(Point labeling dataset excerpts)

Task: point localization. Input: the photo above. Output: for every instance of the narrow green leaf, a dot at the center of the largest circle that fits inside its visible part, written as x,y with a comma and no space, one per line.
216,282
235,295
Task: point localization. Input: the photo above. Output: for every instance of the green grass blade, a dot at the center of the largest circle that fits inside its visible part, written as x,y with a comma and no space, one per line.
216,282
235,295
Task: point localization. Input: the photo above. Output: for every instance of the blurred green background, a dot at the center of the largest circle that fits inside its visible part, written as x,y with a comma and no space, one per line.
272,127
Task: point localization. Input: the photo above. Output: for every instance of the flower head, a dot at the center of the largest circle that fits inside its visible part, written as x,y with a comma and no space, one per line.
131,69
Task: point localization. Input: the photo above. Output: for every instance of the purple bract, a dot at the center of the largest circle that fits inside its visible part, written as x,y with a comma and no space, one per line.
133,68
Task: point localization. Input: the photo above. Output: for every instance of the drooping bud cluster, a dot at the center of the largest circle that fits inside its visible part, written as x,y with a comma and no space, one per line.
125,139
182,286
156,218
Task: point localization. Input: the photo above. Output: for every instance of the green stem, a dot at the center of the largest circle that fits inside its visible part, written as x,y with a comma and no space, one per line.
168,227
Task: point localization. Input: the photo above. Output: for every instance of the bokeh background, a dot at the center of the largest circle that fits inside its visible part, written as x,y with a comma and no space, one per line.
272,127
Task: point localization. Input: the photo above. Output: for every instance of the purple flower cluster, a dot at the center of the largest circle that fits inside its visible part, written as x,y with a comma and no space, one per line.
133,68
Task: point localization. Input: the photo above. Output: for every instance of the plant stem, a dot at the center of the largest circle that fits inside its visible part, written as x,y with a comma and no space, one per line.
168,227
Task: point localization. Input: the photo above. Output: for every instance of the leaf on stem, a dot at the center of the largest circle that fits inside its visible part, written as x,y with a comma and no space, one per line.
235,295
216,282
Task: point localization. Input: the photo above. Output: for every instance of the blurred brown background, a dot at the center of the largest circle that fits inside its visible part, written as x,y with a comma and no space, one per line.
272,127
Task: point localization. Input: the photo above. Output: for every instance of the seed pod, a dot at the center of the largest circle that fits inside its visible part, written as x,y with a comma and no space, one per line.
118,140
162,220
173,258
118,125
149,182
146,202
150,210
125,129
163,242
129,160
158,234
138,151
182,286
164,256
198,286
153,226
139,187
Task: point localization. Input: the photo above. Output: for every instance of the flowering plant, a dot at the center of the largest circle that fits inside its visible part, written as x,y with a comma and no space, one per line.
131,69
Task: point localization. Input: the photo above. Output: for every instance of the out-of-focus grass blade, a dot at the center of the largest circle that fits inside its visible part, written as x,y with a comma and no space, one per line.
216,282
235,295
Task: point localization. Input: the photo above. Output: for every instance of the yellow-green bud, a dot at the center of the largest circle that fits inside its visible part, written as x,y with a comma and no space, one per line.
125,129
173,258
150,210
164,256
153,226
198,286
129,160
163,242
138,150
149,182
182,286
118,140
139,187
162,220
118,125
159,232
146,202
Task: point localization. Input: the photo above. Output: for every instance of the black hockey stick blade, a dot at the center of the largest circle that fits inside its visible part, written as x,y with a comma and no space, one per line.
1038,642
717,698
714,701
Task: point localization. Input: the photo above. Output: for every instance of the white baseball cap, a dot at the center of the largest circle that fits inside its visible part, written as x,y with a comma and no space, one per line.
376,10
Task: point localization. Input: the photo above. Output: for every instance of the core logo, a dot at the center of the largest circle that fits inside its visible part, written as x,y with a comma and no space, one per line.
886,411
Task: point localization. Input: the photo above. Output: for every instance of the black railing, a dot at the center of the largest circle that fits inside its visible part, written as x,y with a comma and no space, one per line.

## [Prompt]
Rewrite all of the records, replacing "largest circle" with "largest disk" and leaving everything else unchanged.

## [Exercise output]
Task: point localization. Input: the photo above. Output: for every instance of the narrow green leaf, a dot at the center of the largest disk that fits inside its visible part, written as x,y with a comma and no space, one per line.
216,282
235,295
Task: point localization. Input: the photo above. Output: for every instance of the green grass blade, a dot at the center of the largest disk that fits inside its visible part, written as x,y with a comma and no space, one per line.
216,282
235,295
Task: point localization. Input: the photo above. Output: for every instance of the blurred green background, a dot at the center of the largest disk that fits inside its visible part, written as x,y with a comma and no space, one per line.
272,127
Task: point localization. Input: the photo above. Output: for every instance of the flower head, a dot at the center of the largest disk that fits inside its visible part, written as x,y with a comma and no space, one per line.
131,69
Task: point localization. Input: the photo above. Output: for every instance of the purple bract, a dot at the center of the largest disk that fits inside its visible part, written as x,y with a comma and no space, one per line.
133,68
Task: point localization. Input: the photo above. Output: for every instance of the drooping bud cluster, a dot at the center of the largest disk that fits inside its visible part, written as x,y with a comma and no space, one per line.
125,139
182,286
156,218
Task: point localization. Input: the photo above. Output: for every instance of the green stem, a dot at the center of the largest disk that fits inside its visible part, written as x,y with a comma and no space, one per line.
168,227
Task: point localization. Input: the photo above. Output: for every instance of the bokeh background, a dot at the center of the largest disk that fits inside its visible part, written as x,y with a comma and no space, one per line.
272,127
Task: point localization. Input: the photo above. Output: for every instance of the purple flower cluster, a dot at the center of the largest disk that fits inside its visible part, written as x,y with a comma and no space, one per line.
133,68
Task: point localization. Input: the photo above. Output: for every instance of the plant stem, a dot at the center of the largest disk that fits inside its visible part, written as x,y with a comma and no space, one per line.
168,227
Task: point localization. Input: the photo above. Output: for every instance of the leaf on stem, a dot at the center of the largest disk that fits inside its visible part, written as x,y with a comma and no space, one per line.
235,295
216,282
Task: point localization. Input: the photo above. Output: for every instance of the blurred brown background, a dot at the center of the largest disk that fits inside its visible part, written as x,y with a comma and no space, one per line.
272,127
Task: point localization. Input: the photo above. Output: for every instance of the seed pod, a dot at the center of the largest disk that fits inside its visible part, written as x,y with a comma and no space, one per line.
118,140
162,220
173,258
118,125
149,182
146,202
150,210
125,129
163,242
129,160
158,234
138,151
182,286
164,256
198,286
153,226
139,187
Task: point localization. Input: the photo above. Output: for every instance of the flowering plant, a dot at the center of the largest disk that fits inside its visible part, written as x,y with a comma and no space, one per line.
131,69
Task: point localization. Input: the photo above. Output: for every instance of the out-of-focus grass blade, a dot at the center of the largest disk that fits inside its visible part, written as x,y with a comma and no space, one per line.
216,282
235,295
Task: point localization. Input: the photo above. Output: for every instance of the yellow-green bud, a dot at the center of the largest disk that fits inside its visible part, written as x,y with a comma and no space, one per line.
125,129
173,258
150,210
164,256
153,226
198,286
129,160
163,242
138,150
149,182
182,286
118,140
139,187
162,220
118,125
159,232
146,202
Task: point localization. Input: the photo above. Output: for every instance of the black hockey stick blade, a dot at the center of the largest disk that fits inside its visible part, written as x,y with a comma and no space, one per line.
1038,642
717,698
714,701
Task: point localization. Input: the photo above. Output: for every instance of the white baseball cap, a dot at the center of the largest disk that fits inside its visible part, written as x,y with a comma and no space, one per line.
376,10
Task: point localization. Input: the photo above. Output: for every instance of the core logo, a dot at the center of the largest disk that fits inside its visible part, written as x,y with a comma and no space, one per line.
886,411
Task: point localization. Input: the photo above. Output: for every instance of the black railing, a dot at the center of the largest disk that fits inside its visible part, written as x,y with a comma and no space, one per line.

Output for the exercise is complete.